[A block of data]
--

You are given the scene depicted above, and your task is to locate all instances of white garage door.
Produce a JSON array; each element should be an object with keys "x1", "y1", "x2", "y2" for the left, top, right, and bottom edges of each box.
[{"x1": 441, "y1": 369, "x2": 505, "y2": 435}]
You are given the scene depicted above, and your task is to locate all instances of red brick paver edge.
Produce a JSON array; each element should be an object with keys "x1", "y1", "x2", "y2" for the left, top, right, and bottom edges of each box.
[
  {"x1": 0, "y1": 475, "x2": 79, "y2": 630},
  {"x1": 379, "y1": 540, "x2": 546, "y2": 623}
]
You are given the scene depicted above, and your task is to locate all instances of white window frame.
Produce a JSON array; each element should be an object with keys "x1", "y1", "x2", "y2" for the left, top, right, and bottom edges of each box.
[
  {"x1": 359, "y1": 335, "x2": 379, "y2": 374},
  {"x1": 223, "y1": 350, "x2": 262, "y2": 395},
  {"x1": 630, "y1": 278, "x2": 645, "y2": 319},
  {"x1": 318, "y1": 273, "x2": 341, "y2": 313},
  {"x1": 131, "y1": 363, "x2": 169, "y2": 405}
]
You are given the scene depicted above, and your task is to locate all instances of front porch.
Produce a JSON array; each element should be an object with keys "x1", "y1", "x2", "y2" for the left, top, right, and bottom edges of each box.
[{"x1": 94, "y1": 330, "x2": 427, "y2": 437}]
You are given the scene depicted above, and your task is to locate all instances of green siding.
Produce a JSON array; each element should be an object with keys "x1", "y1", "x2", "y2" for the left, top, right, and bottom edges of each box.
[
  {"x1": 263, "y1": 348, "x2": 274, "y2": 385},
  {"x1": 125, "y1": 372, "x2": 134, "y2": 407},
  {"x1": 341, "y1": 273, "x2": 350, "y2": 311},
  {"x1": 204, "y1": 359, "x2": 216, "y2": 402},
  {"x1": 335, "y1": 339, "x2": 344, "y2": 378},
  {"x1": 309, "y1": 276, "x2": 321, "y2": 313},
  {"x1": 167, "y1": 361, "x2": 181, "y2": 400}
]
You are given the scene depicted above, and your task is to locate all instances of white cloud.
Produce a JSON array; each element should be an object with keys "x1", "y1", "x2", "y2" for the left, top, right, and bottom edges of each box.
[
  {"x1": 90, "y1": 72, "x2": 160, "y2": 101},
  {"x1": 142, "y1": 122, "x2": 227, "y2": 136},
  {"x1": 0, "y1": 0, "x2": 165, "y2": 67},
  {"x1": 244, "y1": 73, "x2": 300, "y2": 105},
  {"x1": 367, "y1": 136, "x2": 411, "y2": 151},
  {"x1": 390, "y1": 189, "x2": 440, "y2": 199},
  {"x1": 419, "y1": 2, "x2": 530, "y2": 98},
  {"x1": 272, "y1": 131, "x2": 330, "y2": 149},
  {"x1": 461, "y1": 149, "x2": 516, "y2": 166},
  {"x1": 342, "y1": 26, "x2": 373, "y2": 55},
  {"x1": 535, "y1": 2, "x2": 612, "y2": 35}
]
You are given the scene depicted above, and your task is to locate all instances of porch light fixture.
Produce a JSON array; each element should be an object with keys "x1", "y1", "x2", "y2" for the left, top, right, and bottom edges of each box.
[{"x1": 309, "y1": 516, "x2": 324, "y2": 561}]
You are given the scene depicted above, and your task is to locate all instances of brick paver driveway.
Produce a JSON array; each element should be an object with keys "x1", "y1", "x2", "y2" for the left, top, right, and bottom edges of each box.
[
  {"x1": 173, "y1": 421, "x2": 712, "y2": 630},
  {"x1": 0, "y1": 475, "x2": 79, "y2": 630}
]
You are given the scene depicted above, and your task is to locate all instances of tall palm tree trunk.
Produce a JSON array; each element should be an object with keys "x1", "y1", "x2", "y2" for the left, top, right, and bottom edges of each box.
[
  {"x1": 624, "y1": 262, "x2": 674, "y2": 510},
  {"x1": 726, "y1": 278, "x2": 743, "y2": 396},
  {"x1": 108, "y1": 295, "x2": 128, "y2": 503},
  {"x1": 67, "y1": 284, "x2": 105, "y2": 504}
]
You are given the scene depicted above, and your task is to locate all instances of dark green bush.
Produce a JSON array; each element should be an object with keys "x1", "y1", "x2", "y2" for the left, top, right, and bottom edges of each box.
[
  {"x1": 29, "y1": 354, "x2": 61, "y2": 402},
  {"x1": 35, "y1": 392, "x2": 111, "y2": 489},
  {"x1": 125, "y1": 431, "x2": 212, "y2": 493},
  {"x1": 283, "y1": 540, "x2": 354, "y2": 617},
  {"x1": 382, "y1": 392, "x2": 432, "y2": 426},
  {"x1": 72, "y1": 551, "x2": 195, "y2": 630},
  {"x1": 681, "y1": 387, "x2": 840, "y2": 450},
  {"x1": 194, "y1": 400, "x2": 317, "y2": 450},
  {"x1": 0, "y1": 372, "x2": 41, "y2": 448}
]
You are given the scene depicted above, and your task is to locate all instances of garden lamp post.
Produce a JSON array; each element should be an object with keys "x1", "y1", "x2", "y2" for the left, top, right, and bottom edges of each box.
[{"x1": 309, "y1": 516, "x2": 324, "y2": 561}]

--

§ What you are asked to do
Copy the entries above word for word, starting at the line that contains "garden lamp post." and continuing through the end of the entries.

§ Solved exercise
You are given the scene depicted above, and your task is to locate all instances of garden lamp post.
Produce a JSON array; each element should be an object with keys "x1", "y1", "x2", "y2" for the left, top, right, and bottom edges of each box.
[{"x1": 309, "y1": 516, "x2": 324, "y2": 561}]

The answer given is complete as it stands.